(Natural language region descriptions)
★ ★ ★

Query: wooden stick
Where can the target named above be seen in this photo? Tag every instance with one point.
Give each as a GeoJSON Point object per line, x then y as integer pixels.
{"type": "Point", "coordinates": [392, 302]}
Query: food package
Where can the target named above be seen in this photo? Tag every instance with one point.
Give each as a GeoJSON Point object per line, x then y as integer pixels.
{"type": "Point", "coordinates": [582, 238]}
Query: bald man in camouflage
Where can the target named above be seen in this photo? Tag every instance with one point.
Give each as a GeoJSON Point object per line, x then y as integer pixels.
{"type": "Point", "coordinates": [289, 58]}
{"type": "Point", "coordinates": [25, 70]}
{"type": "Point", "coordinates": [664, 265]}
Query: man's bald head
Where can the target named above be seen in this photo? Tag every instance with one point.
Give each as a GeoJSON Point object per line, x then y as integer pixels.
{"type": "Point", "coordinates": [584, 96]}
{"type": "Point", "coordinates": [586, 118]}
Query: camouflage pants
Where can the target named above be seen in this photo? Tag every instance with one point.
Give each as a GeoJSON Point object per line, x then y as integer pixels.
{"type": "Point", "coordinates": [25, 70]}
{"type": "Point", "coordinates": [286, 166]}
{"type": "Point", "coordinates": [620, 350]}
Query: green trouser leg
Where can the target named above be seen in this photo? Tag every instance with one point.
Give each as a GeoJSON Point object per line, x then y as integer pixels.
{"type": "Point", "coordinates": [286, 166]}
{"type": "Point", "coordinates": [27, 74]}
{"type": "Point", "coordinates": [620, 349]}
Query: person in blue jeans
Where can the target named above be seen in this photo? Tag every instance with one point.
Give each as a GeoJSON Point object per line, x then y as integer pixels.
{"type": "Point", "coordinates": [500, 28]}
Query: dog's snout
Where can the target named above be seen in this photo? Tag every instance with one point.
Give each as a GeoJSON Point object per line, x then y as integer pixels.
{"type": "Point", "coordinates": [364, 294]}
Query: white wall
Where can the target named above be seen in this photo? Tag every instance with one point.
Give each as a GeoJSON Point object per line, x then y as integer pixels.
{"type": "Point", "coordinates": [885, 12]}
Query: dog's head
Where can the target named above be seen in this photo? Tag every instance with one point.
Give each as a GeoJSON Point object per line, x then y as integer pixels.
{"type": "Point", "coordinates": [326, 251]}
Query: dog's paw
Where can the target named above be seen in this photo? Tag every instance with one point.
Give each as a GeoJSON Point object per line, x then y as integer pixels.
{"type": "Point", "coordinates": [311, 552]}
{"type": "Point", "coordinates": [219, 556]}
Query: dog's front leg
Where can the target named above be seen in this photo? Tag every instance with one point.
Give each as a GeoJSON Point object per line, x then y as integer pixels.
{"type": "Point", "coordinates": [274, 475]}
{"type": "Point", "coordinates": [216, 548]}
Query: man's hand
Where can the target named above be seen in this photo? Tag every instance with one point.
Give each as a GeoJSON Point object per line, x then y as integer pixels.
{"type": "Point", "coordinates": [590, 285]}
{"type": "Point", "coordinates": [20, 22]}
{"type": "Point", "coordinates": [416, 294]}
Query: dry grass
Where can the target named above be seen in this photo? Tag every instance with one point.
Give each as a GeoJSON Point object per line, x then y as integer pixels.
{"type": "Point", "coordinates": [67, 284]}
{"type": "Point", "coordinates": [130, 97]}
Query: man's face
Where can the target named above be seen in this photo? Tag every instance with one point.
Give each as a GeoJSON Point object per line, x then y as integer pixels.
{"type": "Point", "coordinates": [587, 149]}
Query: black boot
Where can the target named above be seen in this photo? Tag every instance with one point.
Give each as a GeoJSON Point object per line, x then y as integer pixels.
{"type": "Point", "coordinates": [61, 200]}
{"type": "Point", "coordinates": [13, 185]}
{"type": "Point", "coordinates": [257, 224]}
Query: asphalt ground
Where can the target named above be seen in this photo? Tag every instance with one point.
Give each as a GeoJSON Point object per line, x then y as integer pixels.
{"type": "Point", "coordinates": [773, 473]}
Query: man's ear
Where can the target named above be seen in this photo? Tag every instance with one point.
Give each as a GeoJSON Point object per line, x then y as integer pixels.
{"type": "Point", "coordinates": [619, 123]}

★ ★ ★

__Your task__:
Repeat every entry exactly, leaving nothing out.

__Task output__:
Query: wooden stick
Where can the target named above be seen in this photo? Tag every instance with one point.
Give each as a GeoJSON Point object per line, x then y as integer pixels.
{"type": "Point", "coordinates": [392, 302]}
Query: food package
Where can the target named above be seen in this photo? Tag every instance with one point.
Give each as a GeoJSON Point object per line, x then y as integer pixels.
{"type": "Point", "coordinates": [582, 238]}
Query: bald man in camouflage
Where can the target named above be seen in this photo? Tag every instance with one point.
Give each as a GeoJSON Point object per line, x then y as integer pixels.
{"type": "Point", "coordinates": [289, 58]}
{"type": "Point", "coordinates": [25, 70]}
{"type": "Point", "coordinates": [664, 265]}
Query: man's bald head
Where can the target named above be seen in this photo? Tag every instance with one point.
Give each as a GeoJSON Point object per line, x then y as integer pixels.
{"type": "Point", "coordinates": [584, 96]}
{"type": "Point", "coordinates": [586, 118]}
Query: camouflage pants
Where can the target named above be seen in this photo? Tag every instance with one point.
Give each as a GeoJSON Point object per line, x then y as integer pixels.
{"type": "Point", "coordinates": [25, 70]}
{"type": "Point", "coordinates": [286, 166]}
{"type": "Point", "coordinates": [620, 350]}
Query: green trouser leg
Where can the target named above be seen in this photo? Tag every instance with one point.
Give each as a GeoJSON Point object per line, x then y as integer pixels.
{"type": "Point", "coordinates": [286, 166]}
{"type": "Point", "coordinates": [27, 74]}
{"type": "Point", "coordinates": [620, 349]}
Query: person in blue jeans
Where can the target named above be seen in this photo? Tag every instance with one point.
Give each as a GeoJSON Point object per line, x then y as integer pixels.
{"type": "Point", "coordinates": [500, 28]}
Query: dog's snout
Where can the target named above be seen in this photo? Tag every instance with one point.
Give each as a GeoJSON Point object per line, x then y as integer pixels.
{"type": "Point", "coordinates": [364, 294]}
Query: white wall
Where can the target named above be seen in this photo? Tag every instance with one point.
Give each as a GeoJSON Point object per line, x then y as integer pixels.
{"type": "Point", "coordinates": [885, 12]}
Query: dog's head
Where can the target named above be seen in this photo? Tag every instance with one point.
Give each as a GeoJSON Point object per line, x then y as integer pixels.
{"type": "Point", "coordinates": [326, 251]}
Query: dog's paw
Where can the target named above be seen in this photo? Tag every instance with one point.
Give each as a GeoJSON Point object per line, x then y as integer pixels.
{"type": "Point", "coordinates": [311, 552]}
{"type": "Point", "coordinates": [219, 556]}
Query: dog's front leg
Where can the target named above be seen in this photo? Tag every instance with one point.
Give each as a GeoJSON Point object per line, x then y as integer pixels.
{"type": "Point", "coordinates": [274, 475]}
{"type": "Point", "coordinates": [216, 548]}
Query: man's hand
Where can the target named above be seen in this photo? Tag every instance with one point.
Give each as a GeoJSON Point object per line, x then y as integer pixels.
{"type": "Point", "coordinates": [590, 285]}
{"type": "Point", "coordinates": [20, 22]}
{"type": "Point", "coordinates": [416, 294]}
Query: dry grass
Where can the target named above be seen in this photo? Tag every instance with one point.
Give each as a GeoJSON Point object per line, x then y as integer pixels.
{"type": "Point", "coordinates": [67, 284]}
{"type": "Point", "coordinates": [130, 97]}
Query: man's face
Where can the target named above be seen in this photo? Tag every instance with one point.
Give each as a GeoJSON Point object per line, x then y as integer pixels.
{"type": "Point", "coordinates": [587, 149]}
Query: black boot
Where can the target named above be seen in this photo? Tag every instance with one point.
Give each as a GeoJSON Point object per line, x then y as integer pixels.
{"type": "Point", "coordinates": [61, 200]}
{"type": "Point", "coordinates": [13, 185]}
{"type": "Point", "coordinates": [257, 224]}
Query: asphalt ground
Where can the target named above be seen in this photo? Tag every instance with one point.
Give each as a GeoJSON Point object per line, x then y as integer pixels.
{"type": "Point", "coordinates": [773, 473]}
Query: man's ear
Where can the target named above be seen in this photo? Tag every instance with one point.
Give each as a GeoJSON Point object per line, x then y as integer pixels.
{"type": "Point", "coordinates": [619, 123]}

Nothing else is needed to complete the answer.